- _Stated exercise A_
Do these statements agree with the i915 data port coherency thread? (i) Data port coherency is enabled by default. (ii) Requests submitted before the IOCTL is called run on the old coherency settings. (iii) Most modern OCL applications use CL_MEM_SVM_FINE_GRAIN_BUFFER. Answer each with yes or no and quote the deciding words from the thread.
- _Stated exercise B_
Could you duplicate the i915 data port coherency thread from "On 12/07/2018 16:10, Tomasz" up to and including "use new settings.", word for word?
- _Stated exercise C_
Can you pick up the i915 data port coherency thread at the point where its text stops and keep writing?

- _Text section_
####

Re: [Intel-gfx] [PATCH v5] drm/i915: Add IOCTL Param to control data port coherency.

2018-07-13 Thread Lis, Tomasz



On 2018-07-13 12:40, Tvrtko Ursulin wrote:


On 12/07/2018 16:10, Tomasz Lis wrote:
The patch adds a parameter to control the data port coherency 
functionality
on a per-context level. When the IOCTL is called, a command to switch 
data
port coherency state is added to the ordered list. All prior requests 
are
executed on old coherency settings, and all exec requests after the 
IOCTL

will use new settings.

Rationale:

The OpenCL driver develpers requested a functionality to control cache
coherency at data port level. Keeping the coherency at that level is 
disabled

by default due to its performance costs. OpenCL driver is planning to
enable it for a small subset of submissions, when such functionality is
required. Below are answers to basic question explaining background
of the functionality and reasoning for the proposed implementation:

1. Why do we need a coherency enable/disable switch for memory that 
is shared

between CPU and GEN (GPU)?

Memory coherency between CPU and GEN, while being a great feature 
that enables
CL_MEM_SVM_FINE_GRAIN_BUFFER OCL capability on Intel GEN 
architecture, adds
overhead related to tracking (snooping) memory inside different cache 
units

(L1$, L2$, L3$, LLC$, etc.). At the same time, minority of modern OCL
applications actually use CL_MEM_SVM_FINE_GRAIN_BUFFER (and hence 
require
memory coherency between CPU and GPU). The goal of coherency 
enable/disable
switch is to remove overhead of memory coherency when memory 
coherency is not

needed.

2. Why do we need a global coherency switch?

In order to support I/O commands from within EUs (Execution Units), 
Intel GEN
ISA (GEN Instruction Set Assembly) contains dedicated "send" 
instructions.

These send instructions provide several addressing models. One of these
addressing models (named "stateless") provides most flexible I/O 
using plain
virtual addresses (as opposed to buffer_handle+offset models). This 
"stateless"

####

- _Extracted data_
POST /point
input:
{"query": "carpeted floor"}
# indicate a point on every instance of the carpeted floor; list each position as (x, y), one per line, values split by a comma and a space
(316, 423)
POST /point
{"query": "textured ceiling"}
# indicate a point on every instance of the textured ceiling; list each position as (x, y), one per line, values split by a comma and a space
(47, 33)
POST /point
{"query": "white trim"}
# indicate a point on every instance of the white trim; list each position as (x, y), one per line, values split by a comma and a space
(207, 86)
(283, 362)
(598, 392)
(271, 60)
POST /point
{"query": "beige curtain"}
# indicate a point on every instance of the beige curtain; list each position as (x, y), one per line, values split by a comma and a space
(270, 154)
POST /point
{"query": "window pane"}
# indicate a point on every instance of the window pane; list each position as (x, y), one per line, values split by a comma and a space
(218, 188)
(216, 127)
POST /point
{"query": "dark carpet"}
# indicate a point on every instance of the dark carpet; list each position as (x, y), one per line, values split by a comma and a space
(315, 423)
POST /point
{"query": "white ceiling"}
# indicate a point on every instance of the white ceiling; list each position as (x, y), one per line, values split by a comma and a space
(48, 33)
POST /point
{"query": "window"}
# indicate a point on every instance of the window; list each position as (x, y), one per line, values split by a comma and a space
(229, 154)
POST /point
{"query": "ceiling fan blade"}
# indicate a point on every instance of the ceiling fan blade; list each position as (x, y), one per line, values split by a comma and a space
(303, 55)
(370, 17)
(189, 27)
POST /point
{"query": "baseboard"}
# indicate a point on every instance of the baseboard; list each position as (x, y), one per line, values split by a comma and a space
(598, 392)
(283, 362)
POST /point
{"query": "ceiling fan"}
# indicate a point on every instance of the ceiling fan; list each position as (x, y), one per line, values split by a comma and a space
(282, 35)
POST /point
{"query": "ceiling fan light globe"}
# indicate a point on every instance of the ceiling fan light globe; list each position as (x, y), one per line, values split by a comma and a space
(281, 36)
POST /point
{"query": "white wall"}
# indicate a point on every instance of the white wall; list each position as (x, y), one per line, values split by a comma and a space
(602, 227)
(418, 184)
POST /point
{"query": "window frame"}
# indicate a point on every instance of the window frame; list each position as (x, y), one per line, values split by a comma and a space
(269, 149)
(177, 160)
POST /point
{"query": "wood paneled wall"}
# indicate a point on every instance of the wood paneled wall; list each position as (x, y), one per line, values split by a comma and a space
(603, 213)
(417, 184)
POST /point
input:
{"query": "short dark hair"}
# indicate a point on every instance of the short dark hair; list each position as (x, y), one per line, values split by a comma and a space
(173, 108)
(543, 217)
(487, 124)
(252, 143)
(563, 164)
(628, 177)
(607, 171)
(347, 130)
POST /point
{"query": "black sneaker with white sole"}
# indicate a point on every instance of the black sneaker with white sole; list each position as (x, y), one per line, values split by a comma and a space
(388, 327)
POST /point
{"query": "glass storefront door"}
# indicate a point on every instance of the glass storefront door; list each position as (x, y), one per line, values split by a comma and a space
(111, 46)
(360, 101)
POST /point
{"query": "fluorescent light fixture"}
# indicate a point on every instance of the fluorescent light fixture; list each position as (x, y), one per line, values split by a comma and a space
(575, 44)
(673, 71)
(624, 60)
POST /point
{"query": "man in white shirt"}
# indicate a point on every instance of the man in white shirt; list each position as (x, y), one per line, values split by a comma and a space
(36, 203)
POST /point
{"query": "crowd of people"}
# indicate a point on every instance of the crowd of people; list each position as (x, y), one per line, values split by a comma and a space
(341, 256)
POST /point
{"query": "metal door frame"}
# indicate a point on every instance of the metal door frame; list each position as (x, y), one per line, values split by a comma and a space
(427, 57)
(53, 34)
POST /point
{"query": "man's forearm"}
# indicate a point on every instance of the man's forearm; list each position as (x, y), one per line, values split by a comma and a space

####

- _Final answer A_
(i) No: "Keeping the coherency at that level is disabled by default due to its performance costs."
(ii) Yes: "All prior requests are executed on old coherency settings"
(iii) No: "minority of modern OCL applications actually use CL_MEM_SVM_FINE_GRAIN_BUFFER"

- _Final answer B_
On 12/07/2018 16:10, Tomasz Lis wrote:
The patch adds a parameter to control the data port coherency 
functionality
on a per-context level. When the IOCTL is called, a command to switch 
data
port coherency state is added to the ordered list. All prior requests 
are
executed on old coherency settings, and all exec requests after the 
IOCTL

will use new settings.

- _Final answer C_
model is similar to regular memory load/store operations available on 
typical
CPUs. Since this model provides I/O using arbitrary virtual 
addresses, it
enables algorithmic designs that are based on pointer-to-pointer 
(e.g. buffer

of pointers) concepts. For instance, it allows creating tree-like data
structures such as:
    
   |  NODE1 |
   | uint64_t data  |
   +|
   | NODE*  |  NODE*|
   ++---+
 /  \
    /    \
   |  NODE2 |    |  NODE3 |
   | uint64_t data  |    | uint64_t data  |
   +|    +|
   | NODE*  |  NODE*|    | NODE*  |  NODE*|
   ++---+    ++---+

Please note that pointers inside such structures can point to memory 
locations
in different OCL allocations  - e.g. NODE1 and NODE2 can reside in 
one OCL

allocation while NODE3 resides in a completely separate OCL allocation.
Additionally, such pointers can be shared with CPU (i.e. using SVM - 
Shared
Virtual Memory feature). Using pointers from different allocations 
doesn't
affect the stateless addressing model which even allows scattered 
reading from
different allocations at the same time (i.e. by utilizing SIMD-nature 
of send

instructions).

When it comes to coherency programming, send instructions in 
stateless model
can be encoded (at ISA level) to either use or disable coherency.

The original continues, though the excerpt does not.